* Your tasks
a) Rewrite the paragraph of the Zechariah 5 text beginning "1-4: The sixth vision" as a short bulleted list that keeps its main facts.
b) Extend the Zechariah 5 text by writing what comes after its last sentence.

Text shown: Begin

Zechariah 5

The Word Made Fresh

1I looked up again and saw a flying scroll, 2and the angel asked me, “What do you see?”

“I see a flying scroll,” I said, “twenty cubits long and ten cubits wide.”

3He said, “This is the curse going out over the land. The writing on one side says that everyone who steals will be banished. The writing on the other side says that everyone who deals falsely will be banished. 4The LORD Almighty has sent the scroll, and it will enter the homes of thieves and anyone who uses my name to spread lies. It will stay in those houses and destroy the timber and the stones.”

5Then the angel who spoke with me came forward and said to me, “Look up. See what is coming out.”

6“What is it?” I asked.

He replied, “It’s a bushel basket.” Then he added, “It holds everything they see in the whole land.”

7Then a leaden cover was raised up, and there was a woman sitting in the basket. 8The angel said, “This is sin,” and he pushed her back into the basket and pressed the leaden weight down on it.

9I looked up, and saw two women approaching. They had wings like the wings of a stork. The wind was behind them, and they raised the basket into the sky above the earth. 10I asked the angel, “Where are they taking it?”

11He said, “To the land of Shinar, where they will build a house for it, and when it is ready they will put the basket down on its floor.”

Commentary

1-4: The sixth vision: a huge flying scroll, about 15×30 feet. Zechariah hears God (or perhaps the angel) telling him the scroll has been sent out to condemn two particular crimes; stealing and swearing falsely. The choice of these two and only these two is surprising, but upon further examination we realize they are connected with each other in that they have to do with criminal justice. The gist of the vision seems to be that thieves are not being convicted and justly punished because of false testimony. But human courts are not the final courts; God’s verdict is that both the thieves and those who give false testimony will be consumed by God’s justice. In the context of returning exiles trying to rebuild Jerusalem, the temple, and their lost society, maintaining justice is of paramount concern.

Text shown: End
Data supplied: Begin

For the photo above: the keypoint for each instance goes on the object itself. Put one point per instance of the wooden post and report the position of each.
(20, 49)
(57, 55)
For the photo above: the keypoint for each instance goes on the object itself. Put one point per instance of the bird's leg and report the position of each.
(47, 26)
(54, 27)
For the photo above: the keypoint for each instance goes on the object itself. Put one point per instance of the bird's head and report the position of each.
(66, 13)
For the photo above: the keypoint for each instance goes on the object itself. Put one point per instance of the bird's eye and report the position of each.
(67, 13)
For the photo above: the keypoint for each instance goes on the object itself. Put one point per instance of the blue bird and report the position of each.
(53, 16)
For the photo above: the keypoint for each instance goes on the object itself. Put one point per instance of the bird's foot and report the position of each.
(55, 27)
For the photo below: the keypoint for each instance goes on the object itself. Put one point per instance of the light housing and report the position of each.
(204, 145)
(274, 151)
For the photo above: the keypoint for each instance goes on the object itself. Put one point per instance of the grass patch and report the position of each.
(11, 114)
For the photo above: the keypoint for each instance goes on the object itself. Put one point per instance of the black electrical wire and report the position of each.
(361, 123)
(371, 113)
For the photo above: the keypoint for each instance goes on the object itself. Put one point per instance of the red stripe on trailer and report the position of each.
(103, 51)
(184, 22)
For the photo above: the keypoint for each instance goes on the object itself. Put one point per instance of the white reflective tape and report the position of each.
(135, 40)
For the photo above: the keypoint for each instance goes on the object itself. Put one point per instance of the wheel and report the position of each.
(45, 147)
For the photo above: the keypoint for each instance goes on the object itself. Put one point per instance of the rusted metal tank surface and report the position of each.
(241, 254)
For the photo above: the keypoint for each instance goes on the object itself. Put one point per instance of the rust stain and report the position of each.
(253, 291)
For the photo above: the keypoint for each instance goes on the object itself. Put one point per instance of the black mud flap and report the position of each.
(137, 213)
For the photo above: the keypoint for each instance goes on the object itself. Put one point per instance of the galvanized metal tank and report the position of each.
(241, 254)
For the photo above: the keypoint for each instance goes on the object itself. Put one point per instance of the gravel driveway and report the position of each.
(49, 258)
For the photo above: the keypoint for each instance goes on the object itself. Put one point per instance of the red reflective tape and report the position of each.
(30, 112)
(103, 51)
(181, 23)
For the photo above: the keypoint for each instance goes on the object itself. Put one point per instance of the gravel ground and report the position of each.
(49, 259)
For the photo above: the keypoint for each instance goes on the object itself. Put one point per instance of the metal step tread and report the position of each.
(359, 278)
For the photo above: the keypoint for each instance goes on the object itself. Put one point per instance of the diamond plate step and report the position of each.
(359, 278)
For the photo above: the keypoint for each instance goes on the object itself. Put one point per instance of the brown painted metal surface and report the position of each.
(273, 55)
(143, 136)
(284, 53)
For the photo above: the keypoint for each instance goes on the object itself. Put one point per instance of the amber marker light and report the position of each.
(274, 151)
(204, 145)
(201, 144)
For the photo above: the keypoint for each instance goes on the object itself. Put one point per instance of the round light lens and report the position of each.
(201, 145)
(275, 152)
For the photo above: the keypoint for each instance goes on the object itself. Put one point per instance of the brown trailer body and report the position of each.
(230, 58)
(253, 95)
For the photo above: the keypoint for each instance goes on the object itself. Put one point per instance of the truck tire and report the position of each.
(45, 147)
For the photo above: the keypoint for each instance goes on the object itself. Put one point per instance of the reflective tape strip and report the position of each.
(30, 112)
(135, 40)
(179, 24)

Data supplied: End
Data supplied: Begin

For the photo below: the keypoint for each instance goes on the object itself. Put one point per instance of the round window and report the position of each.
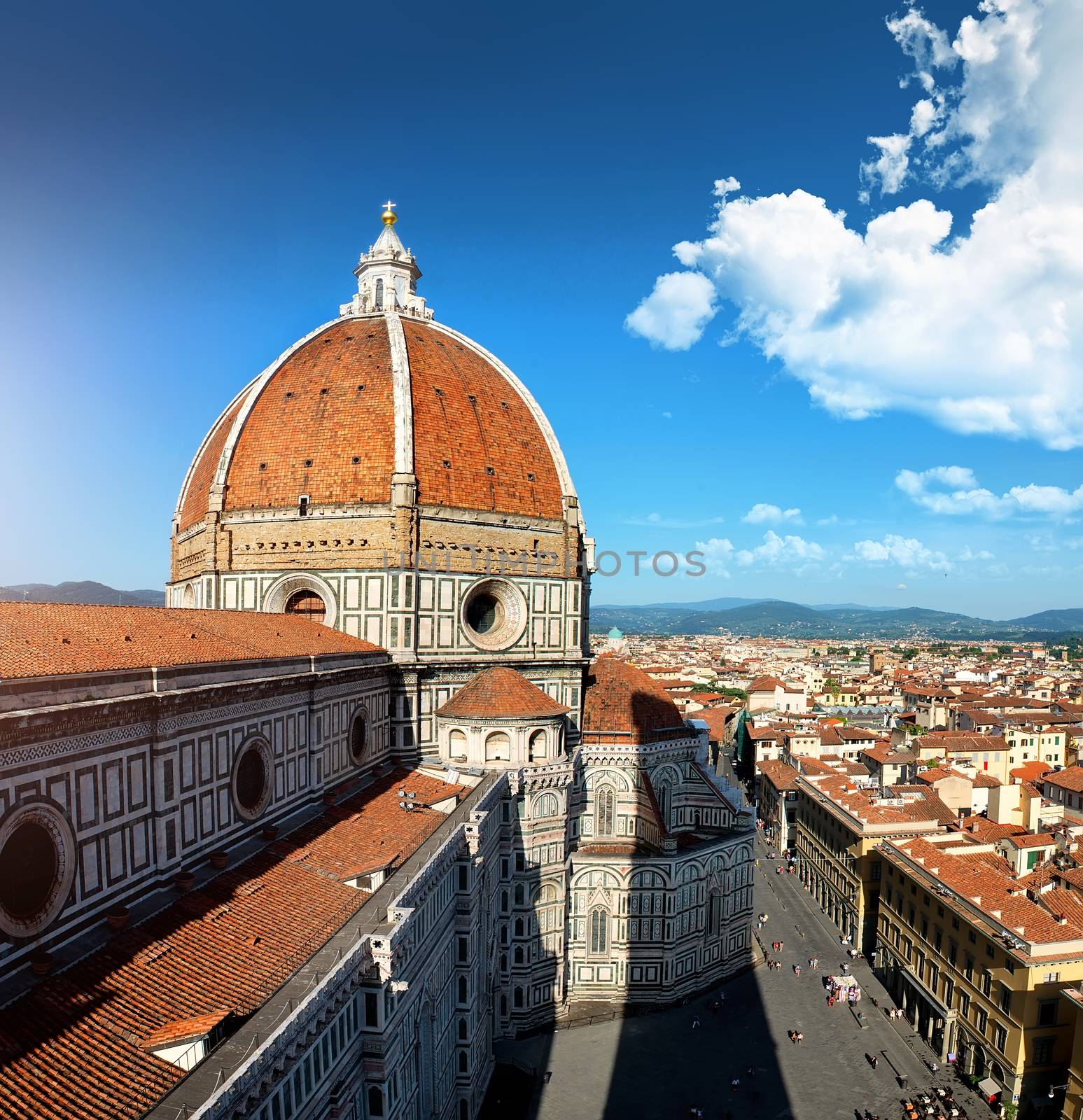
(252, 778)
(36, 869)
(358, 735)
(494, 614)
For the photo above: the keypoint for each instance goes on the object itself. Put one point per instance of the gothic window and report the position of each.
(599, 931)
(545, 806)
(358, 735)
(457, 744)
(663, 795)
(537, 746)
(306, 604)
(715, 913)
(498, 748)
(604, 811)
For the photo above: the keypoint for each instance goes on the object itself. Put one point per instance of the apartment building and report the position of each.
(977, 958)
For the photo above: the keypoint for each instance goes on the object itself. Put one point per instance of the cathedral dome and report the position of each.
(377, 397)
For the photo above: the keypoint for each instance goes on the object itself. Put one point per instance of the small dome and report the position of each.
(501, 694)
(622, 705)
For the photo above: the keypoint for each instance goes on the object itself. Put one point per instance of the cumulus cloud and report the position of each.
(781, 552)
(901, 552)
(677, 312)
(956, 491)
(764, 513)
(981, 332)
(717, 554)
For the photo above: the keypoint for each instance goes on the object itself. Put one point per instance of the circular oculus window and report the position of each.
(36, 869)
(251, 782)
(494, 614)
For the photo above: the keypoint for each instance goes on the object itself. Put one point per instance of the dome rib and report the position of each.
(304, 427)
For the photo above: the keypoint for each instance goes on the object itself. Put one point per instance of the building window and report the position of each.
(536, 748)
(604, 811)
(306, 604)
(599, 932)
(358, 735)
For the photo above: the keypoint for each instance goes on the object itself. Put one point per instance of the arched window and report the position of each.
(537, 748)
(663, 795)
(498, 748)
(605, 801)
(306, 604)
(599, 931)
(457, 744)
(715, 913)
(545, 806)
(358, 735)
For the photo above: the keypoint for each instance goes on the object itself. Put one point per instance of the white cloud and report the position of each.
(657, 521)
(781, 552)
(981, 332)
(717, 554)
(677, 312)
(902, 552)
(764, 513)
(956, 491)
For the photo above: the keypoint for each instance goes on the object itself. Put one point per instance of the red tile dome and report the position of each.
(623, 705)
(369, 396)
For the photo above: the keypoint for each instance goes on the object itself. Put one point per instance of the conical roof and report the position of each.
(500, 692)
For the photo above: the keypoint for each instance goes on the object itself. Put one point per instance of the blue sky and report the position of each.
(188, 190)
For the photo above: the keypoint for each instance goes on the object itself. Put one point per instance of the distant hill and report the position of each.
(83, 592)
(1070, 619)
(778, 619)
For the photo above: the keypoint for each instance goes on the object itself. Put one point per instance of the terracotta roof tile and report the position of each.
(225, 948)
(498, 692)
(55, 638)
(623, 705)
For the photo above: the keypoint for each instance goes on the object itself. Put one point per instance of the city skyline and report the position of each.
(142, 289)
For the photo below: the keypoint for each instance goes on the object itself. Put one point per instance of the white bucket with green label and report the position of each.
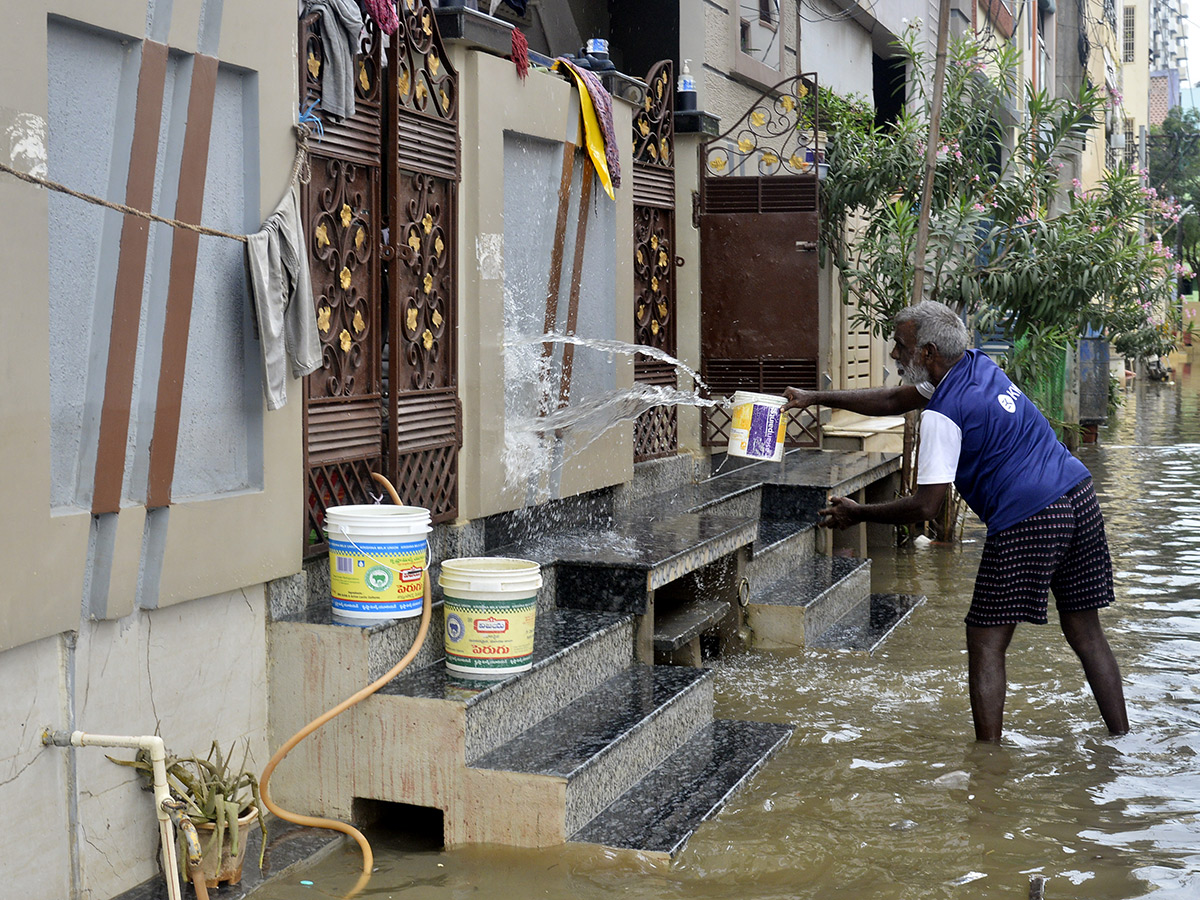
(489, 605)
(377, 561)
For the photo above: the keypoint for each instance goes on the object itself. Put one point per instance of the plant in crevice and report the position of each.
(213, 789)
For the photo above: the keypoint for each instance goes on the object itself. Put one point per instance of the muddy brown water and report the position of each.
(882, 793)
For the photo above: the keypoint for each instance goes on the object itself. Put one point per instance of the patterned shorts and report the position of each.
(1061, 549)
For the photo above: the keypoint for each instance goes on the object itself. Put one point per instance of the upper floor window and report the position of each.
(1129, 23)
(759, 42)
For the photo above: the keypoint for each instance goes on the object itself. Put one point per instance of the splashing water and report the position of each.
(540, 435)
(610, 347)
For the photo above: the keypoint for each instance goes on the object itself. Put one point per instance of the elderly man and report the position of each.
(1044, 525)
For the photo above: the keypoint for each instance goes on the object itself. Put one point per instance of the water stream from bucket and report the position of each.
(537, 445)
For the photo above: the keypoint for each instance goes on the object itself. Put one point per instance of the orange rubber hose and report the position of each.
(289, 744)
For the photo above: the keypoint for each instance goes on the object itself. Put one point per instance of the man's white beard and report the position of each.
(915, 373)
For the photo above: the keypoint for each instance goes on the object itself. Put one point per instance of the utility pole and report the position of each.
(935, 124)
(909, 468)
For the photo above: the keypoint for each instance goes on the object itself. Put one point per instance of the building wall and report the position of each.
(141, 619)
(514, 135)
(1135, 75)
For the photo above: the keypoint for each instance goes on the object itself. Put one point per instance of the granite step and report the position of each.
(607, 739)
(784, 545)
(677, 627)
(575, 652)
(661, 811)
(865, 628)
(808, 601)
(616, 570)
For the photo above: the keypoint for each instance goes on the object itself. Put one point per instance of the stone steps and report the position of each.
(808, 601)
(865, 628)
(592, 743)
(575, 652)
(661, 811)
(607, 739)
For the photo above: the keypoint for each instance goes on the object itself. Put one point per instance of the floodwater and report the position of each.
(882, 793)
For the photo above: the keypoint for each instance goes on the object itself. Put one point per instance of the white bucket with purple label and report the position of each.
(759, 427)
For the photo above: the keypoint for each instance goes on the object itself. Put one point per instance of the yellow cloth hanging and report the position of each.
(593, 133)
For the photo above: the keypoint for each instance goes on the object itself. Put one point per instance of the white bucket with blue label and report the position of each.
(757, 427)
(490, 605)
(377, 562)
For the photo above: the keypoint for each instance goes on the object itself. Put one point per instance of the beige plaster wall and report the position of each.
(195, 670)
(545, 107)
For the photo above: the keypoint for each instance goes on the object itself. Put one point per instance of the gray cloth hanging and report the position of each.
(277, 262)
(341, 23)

Data supplied: End
Data supplied: Begin

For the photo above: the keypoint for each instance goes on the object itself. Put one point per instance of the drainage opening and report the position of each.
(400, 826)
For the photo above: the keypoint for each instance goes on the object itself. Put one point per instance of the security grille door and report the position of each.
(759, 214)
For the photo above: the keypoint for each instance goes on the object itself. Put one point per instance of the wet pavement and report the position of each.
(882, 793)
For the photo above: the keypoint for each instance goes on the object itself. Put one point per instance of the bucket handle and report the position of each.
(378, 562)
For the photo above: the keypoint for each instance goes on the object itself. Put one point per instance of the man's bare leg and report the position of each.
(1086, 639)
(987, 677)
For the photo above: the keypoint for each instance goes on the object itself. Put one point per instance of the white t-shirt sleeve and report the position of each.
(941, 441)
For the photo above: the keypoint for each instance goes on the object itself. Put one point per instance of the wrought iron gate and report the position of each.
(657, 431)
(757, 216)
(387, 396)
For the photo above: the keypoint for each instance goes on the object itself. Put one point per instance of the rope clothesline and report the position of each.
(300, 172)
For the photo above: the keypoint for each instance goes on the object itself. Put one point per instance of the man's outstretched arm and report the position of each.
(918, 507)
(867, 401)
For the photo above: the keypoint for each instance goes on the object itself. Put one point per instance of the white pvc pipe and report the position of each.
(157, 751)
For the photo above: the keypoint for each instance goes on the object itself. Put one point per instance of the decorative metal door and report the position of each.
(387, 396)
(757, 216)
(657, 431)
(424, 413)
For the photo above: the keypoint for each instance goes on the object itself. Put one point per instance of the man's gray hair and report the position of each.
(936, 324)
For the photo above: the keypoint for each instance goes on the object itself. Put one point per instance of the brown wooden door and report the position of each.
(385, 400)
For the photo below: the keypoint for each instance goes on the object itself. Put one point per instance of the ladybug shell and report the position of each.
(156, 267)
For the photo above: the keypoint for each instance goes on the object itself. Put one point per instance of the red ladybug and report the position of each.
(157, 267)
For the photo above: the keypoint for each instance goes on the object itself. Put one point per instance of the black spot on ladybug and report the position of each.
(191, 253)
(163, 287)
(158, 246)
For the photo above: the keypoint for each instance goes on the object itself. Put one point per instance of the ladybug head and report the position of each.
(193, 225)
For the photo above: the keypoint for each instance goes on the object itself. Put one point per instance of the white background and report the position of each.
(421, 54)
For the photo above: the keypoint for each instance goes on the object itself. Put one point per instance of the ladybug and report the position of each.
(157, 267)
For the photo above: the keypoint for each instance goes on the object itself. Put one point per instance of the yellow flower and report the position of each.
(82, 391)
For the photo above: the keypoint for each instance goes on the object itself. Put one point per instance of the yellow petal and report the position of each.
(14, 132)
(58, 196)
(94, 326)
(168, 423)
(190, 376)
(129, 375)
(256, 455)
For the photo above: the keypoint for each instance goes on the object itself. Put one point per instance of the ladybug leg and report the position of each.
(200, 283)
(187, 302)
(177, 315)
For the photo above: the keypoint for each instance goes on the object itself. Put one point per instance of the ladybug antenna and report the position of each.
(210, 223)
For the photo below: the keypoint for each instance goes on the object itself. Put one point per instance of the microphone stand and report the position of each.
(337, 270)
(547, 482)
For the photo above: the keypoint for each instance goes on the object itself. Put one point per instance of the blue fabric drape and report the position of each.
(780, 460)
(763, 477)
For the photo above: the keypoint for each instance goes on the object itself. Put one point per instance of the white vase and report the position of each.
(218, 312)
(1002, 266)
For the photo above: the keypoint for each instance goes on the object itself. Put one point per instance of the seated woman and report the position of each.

Data supplied: End

* Responses
a)
- Verses 1–4 describe the sixth vision: a huge flying scroll, about 15×30 feet.
- Zechariah hears God (or perhaps the angel) say the scroll is sent to condemn two crimes: stealing and swearing falsely.
- Singling out these two is surprising, but both concern criminal justice.
- The vision seems to mean that false testimony is keeping thieves from being convicted and justly punished.
- Human courts are not the final courts. God's verdict is that both thieves and false witnesses will be consumed by God's justice.
- For returning exiles rebuilding Jerusalem, the temple, and their lost society, maintaining justice is of paramount concern.

b)
5-11: The angel is specifically identified as the speaker in vision #7. What Zechariah sees “coming out” is a unit of measure roughly equivalent to a bushel. When the Hebrew scriptures were translated into Greek a couple of generations before Jesus the translators apparently were not satisfied with having an amorphous unit of measure carrying a woman and so guessed that it must have been an ephah-sized basket, and modern English versions tend to follow that lead. While it may have been a basket, the vision’s primary message is that wickedness is being measured here. Indeed, wickedness is depicted as a woman, and that is not surprising when you realize that this vision is a condemnation of Babylon (called Shinar here — see Genesis 11:1-9). The Babylonians worshiped the fertility goddess Ishtar, an abomination to the Jews. The two women with wings, who carry “Wickedness” off to Shinar (Babylon), are not identified but perhaps have something to do with the fact that the worship of Ishtar involved women who served as temple prostitutes to allow worshipers to act out the fertility promised by their goddess.

Takeaway

This chapter is a sweeping condemnation of the worship of other “gods.” Whenever we begin to believe that life can best be invested in anything other than faith in God, we are heading down a path that cannot lead to fulfillment.